◆ TASK DATA
::::::::
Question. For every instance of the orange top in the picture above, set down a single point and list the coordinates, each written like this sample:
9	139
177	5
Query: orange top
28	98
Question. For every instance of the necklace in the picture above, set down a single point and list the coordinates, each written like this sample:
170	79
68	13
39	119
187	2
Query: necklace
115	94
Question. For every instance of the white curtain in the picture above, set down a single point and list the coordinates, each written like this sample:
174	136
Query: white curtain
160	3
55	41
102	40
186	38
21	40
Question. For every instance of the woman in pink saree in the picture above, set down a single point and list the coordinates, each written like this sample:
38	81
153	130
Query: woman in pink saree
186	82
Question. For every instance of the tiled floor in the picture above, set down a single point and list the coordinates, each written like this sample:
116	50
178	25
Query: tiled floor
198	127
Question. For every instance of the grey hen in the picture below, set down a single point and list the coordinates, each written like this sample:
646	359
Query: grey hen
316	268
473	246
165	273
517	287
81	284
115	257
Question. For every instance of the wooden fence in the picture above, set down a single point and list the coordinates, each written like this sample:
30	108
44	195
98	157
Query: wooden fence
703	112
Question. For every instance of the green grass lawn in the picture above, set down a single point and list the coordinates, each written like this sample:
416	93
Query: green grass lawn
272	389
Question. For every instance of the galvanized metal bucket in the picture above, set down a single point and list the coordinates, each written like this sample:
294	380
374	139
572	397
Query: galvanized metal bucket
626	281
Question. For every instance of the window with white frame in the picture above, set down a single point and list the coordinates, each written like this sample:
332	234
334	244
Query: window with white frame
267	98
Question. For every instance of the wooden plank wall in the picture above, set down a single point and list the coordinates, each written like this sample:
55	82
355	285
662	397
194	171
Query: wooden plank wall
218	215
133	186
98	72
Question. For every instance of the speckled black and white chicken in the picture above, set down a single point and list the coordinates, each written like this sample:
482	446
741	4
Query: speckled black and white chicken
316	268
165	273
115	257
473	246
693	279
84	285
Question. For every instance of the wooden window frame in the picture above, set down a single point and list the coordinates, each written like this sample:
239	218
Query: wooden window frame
::::::::
◆ TASK PROMPT
Please give back the listing in full; each line must match exactly.

◆ ANSWER TO THIS PROBLEM
Question. For every instance of the orange top in the picture above, set down a single point and list the coordinates, each written like this sample:
9	139
177	5
Query: orange top
28	98
Question. For every instance of the necklace in the picture above, set down a single point and list the coordinates, each written like this sample:
170	79
68	13
39	119
187	2
Query: necklace
115	94
Question. For every instance of the white curtain in the picture above, set down a single point and list the coordinates, each written like this sample:
174	136
Query: white curtain
160	3
55	41
102	40
186	38
21	40
Question. For every instance of the woman in pink saree in the picture above, set down a single point and list the coordinates, each written like this sample:
38	81
153	130
Query: woman in pink saree
186	82
Question. For every instance of the tiled floor in the picture above, set down a single point and list the coordinates, each written like this sample:
116	50
178	25
Query: tiled floor
198	127
Question. For every instance of the grey hen in the picture below, set down a single point and list the coordinates, each written like this sample:
646	359
Query: grey hen
316	268
473	246
165	273
517	287
81	284
115	257
Question. For every instance of the wooden fence in the picture above, set down a single point and list the coordinates, each written like this sample:
30	108
44	195
98	157
Query: wooden fence
703	112
Question. For every instance of the green grass lawn in the picture above, set down a single point and list the coordinates, each written like this sample:
416	93
Query: green grass lawn
272	389
Question. For every instance of the galvanized metal bucket in the picture above, set down a single point and list the coordinates, each written like this sample:
294	380
374	139
572	397
Query: galvanized metal bucket
626	281
Question. For every instance of the window with white frame in the picture above, set down a single point and list the coordinates, each written like this sample:
332	234
334	244
Query: window with white frame
267	98
Question. For every instance of the wooden plank wall in the picture above, set down a single point and list the coordinates, each written like this sample:
55	82
355	285
662	397
194	171
Query: wooden plank wall
218	215
133	186
98	72
Question. For every instance of the speckled black and white chicken in the picture above, set down a single point and list the coordinates, each written like this sample:
482	446
741	4
Query: speckled black and white chicken
316	268
165	273
115	257
473	246
693	279
84	285
Question. For every instance of the wooden window frame in the picture above, set down a single point and list the coordinates, each written like this sample:
239	218
Query: wooden window frame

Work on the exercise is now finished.